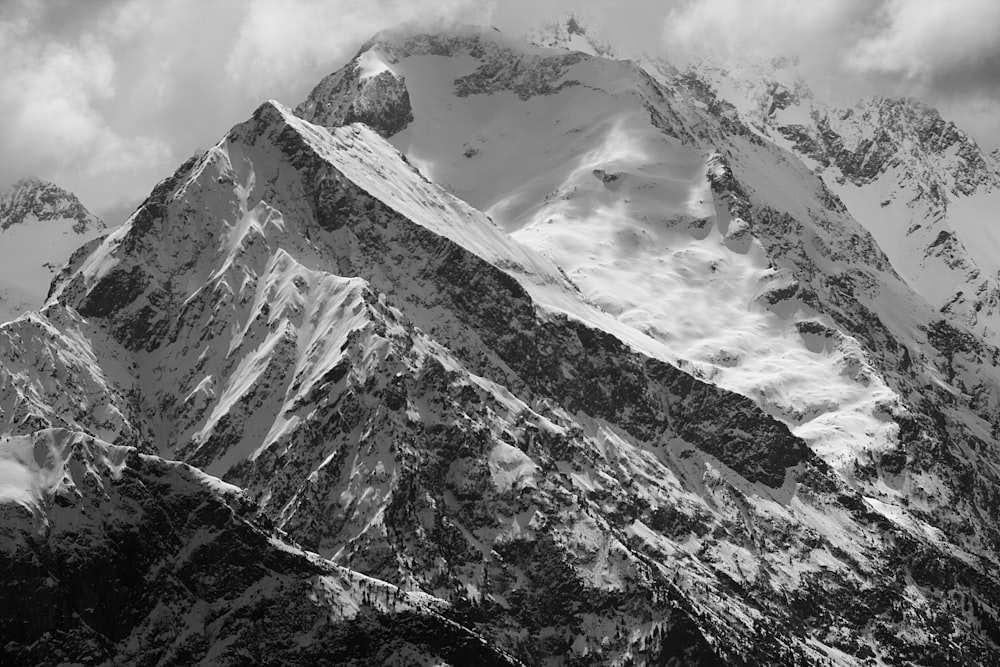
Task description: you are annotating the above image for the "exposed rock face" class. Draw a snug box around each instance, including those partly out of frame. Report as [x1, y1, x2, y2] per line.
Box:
[525, 14, 620, 59]
[802, 97, 996, 199]
[32, 100, 805, 663]
[298, 27, 591, 134]
[0, 429, 523, 666]
[295, 26, 1000, 663]
[0, 177, 103, 234]
[678, 54, 1000, 353]
[297, 53, 414, 137]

- [ABOUT THIS EXERCISE]: Pictures within the entries must not be reproduced; everything else is to be restated verbatim.

- [TASK RESPONSE]:
Task description: you are annotating the above image for the "exposed rock face" class. Draw a snug box around each instance, including those partly out of frame. Report as [x1, y1, x2, y2] per line.
Box:
[525, 14, 620, 59]
[802, 97, 996, 199]
[32, 100, 805, 663]
[298, 27, 591, 134]
[0, 429, 523, 666]
[295, 26, 1000, 663]
[0, 177, 103, 234]
[678, 54, 1000, 353]
[297, 53, 414, 137]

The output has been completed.